## WORK REQUEST
Across the whole listing, how many lines hold the word "image"? Reply with the number by itself.

## INPUT DATA
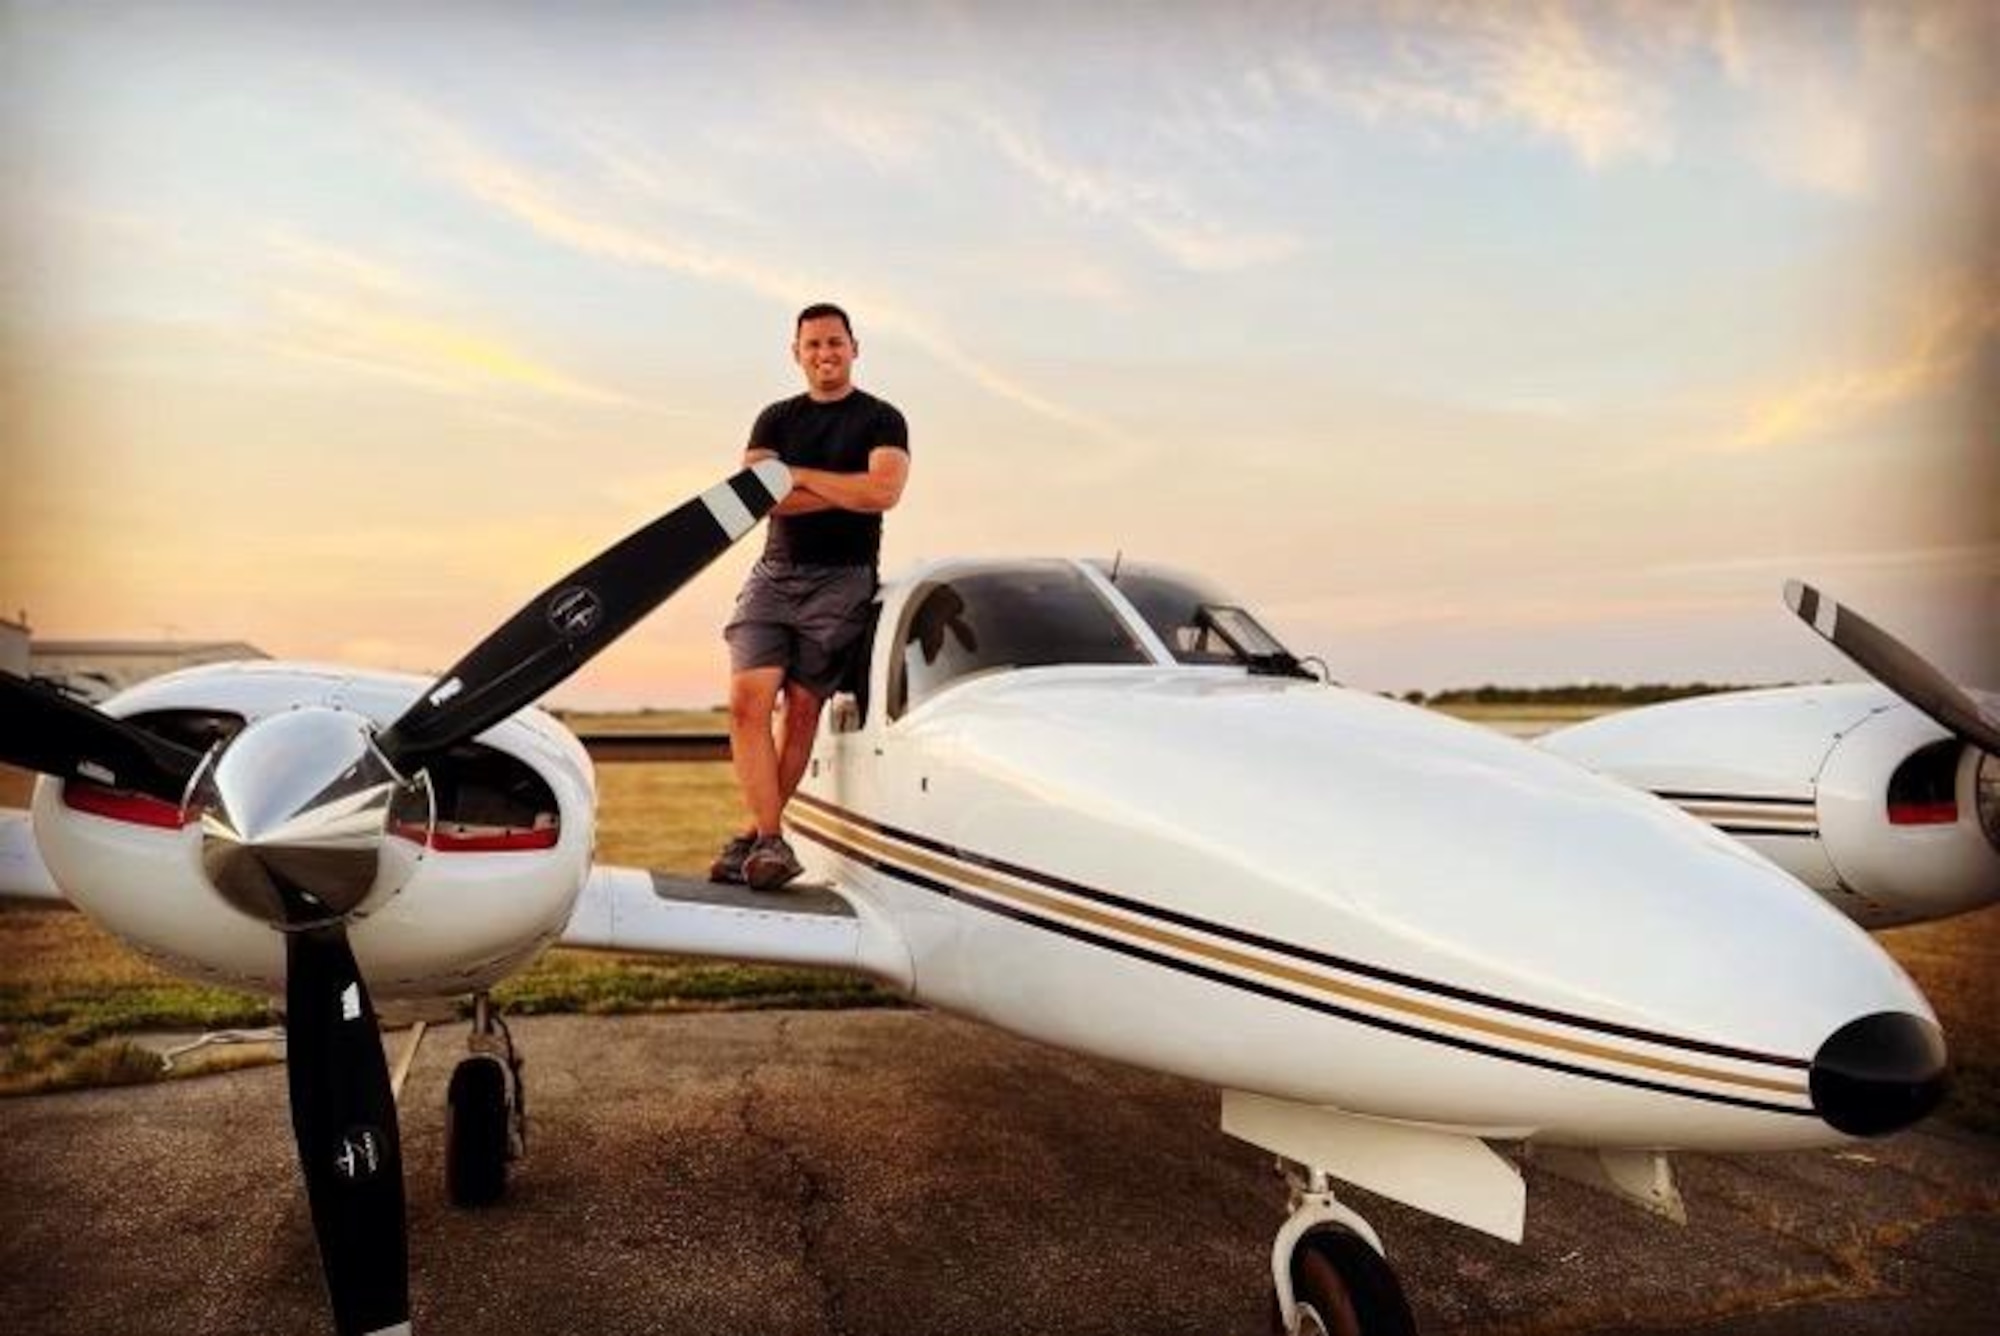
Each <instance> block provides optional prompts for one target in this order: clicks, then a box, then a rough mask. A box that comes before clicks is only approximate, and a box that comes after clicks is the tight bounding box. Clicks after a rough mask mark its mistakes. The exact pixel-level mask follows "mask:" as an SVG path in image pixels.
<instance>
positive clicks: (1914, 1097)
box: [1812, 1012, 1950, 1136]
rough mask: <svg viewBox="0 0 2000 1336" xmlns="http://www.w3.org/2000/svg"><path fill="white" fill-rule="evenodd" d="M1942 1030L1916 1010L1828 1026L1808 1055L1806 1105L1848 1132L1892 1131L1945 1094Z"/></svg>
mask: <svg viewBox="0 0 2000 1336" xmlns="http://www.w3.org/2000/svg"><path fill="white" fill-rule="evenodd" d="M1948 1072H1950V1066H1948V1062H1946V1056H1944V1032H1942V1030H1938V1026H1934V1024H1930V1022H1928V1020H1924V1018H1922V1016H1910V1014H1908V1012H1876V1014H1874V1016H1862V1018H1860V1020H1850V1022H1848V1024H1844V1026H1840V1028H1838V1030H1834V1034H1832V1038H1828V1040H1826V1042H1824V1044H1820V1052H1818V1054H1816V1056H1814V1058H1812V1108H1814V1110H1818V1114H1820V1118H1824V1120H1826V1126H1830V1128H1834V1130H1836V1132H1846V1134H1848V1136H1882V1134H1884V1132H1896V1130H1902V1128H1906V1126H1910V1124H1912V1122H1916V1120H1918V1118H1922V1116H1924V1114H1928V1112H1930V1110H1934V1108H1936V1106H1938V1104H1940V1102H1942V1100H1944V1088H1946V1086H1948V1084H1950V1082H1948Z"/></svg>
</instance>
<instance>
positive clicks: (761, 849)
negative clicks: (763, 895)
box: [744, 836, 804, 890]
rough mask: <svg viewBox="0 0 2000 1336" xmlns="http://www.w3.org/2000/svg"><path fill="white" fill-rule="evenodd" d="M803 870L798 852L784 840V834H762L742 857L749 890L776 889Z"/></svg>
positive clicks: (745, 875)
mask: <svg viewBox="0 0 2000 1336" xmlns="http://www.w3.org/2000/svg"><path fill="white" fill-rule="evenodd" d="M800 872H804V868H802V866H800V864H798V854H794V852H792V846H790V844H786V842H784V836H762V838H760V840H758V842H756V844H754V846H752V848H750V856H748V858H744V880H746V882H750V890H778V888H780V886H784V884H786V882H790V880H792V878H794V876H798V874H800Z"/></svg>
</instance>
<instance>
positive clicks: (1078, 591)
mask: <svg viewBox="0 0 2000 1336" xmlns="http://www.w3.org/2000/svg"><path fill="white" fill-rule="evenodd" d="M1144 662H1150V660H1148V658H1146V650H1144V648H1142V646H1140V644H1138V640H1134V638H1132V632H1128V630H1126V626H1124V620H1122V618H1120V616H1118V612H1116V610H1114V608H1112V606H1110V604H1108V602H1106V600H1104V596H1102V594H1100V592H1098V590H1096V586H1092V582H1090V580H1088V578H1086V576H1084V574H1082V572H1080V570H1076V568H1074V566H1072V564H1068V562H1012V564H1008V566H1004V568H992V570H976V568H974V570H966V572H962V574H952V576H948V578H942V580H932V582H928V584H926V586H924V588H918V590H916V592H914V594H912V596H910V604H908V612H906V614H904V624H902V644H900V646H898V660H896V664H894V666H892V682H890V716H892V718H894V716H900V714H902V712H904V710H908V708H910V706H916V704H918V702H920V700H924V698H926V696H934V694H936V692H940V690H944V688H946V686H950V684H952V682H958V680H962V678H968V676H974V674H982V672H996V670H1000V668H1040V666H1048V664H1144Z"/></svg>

* * *

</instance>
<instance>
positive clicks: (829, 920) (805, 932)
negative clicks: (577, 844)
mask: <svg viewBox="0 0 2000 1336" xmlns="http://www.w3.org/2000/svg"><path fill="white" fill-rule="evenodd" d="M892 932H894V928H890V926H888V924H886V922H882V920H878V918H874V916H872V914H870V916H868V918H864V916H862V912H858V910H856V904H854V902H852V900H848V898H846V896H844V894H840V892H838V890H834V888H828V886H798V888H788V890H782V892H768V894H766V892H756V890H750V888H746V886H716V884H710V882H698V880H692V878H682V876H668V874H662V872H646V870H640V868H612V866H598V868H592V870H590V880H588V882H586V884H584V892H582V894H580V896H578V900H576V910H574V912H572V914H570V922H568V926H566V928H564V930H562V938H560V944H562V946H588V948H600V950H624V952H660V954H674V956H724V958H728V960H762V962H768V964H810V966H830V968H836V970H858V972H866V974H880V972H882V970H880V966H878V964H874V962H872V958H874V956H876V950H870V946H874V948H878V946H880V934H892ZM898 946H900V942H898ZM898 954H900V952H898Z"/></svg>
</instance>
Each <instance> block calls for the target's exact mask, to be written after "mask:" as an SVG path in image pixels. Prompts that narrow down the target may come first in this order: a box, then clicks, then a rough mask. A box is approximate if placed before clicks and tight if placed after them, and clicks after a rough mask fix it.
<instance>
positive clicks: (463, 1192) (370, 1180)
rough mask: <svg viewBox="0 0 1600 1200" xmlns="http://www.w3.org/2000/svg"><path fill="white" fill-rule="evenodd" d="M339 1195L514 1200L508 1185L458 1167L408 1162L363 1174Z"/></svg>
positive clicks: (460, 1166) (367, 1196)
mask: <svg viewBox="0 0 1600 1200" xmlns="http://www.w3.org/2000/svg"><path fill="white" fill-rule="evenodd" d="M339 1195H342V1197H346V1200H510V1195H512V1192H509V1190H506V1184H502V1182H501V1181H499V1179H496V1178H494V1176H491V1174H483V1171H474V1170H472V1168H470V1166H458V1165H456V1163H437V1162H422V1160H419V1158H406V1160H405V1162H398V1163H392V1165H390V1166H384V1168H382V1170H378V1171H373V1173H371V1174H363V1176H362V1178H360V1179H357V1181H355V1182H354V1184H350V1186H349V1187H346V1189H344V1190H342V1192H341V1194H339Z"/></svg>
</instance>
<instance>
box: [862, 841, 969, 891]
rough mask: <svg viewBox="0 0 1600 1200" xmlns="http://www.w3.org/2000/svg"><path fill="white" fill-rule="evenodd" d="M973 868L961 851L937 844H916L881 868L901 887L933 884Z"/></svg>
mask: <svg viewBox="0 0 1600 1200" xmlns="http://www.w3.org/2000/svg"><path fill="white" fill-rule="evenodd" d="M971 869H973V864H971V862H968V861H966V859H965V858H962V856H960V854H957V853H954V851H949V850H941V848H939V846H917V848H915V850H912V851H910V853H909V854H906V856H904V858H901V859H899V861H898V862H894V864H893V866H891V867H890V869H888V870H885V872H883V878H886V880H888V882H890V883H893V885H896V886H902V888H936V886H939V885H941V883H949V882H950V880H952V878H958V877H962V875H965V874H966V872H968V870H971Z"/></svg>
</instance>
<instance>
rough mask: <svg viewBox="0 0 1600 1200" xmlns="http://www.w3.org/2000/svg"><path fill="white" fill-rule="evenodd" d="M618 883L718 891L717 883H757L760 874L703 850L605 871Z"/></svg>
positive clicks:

---

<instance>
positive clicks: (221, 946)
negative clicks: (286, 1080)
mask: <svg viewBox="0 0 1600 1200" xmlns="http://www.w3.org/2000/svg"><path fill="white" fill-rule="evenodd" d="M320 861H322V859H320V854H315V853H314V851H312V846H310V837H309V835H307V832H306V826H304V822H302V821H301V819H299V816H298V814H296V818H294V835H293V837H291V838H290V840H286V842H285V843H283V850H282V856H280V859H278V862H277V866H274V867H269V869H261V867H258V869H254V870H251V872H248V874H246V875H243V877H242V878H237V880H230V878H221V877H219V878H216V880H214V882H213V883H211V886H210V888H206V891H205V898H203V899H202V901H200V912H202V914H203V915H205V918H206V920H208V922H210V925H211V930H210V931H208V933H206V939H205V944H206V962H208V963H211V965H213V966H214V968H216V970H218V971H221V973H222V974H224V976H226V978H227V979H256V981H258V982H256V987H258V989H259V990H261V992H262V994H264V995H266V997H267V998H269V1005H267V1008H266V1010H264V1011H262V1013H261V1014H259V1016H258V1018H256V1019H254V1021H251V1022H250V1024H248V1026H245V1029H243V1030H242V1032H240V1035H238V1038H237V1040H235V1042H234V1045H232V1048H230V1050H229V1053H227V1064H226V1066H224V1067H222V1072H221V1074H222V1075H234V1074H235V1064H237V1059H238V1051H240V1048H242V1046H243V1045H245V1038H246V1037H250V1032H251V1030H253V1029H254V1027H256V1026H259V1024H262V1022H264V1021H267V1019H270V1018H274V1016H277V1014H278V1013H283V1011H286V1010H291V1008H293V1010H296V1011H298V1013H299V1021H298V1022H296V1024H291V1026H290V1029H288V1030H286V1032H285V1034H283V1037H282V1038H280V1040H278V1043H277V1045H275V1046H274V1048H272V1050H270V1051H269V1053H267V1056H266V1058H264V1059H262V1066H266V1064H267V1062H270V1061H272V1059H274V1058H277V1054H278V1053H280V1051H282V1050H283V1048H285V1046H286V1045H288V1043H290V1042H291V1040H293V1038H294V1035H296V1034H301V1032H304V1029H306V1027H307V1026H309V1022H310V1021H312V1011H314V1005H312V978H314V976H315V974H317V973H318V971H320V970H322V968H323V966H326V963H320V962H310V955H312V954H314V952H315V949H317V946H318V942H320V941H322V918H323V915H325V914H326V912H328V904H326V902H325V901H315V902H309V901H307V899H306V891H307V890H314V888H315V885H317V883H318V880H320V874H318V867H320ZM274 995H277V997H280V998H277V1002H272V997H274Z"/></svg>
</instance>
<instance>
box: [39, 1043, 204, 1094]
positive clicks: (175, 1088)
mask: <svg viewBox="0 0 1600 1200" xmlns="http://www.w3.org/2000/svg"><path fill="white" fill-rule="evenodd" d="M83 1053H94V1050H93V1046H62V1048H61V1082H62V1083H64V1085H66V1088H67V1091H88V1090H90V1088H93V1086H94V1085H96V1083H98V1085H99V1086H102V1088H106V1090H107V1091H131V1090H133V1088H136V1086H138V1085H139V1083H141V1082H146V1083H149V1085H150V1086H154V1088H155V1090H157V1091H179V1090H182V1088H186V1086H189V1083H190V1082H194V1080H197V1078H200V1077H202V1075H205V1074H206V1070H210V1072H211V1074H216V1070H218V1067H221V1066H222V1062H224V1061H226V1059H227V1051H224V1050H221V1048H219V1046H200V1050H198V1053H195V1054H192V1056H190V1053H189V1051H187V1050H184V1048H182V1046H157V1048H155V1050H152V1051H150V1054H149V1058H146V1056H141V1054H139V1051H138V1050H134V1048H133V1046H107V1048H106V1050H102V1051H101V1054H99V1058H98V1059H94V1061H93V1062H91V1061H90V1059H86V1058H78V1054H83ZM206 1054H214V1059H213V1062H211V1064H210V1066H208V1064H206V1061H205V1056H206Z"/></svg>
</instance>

## SOLVED PROBLEM
2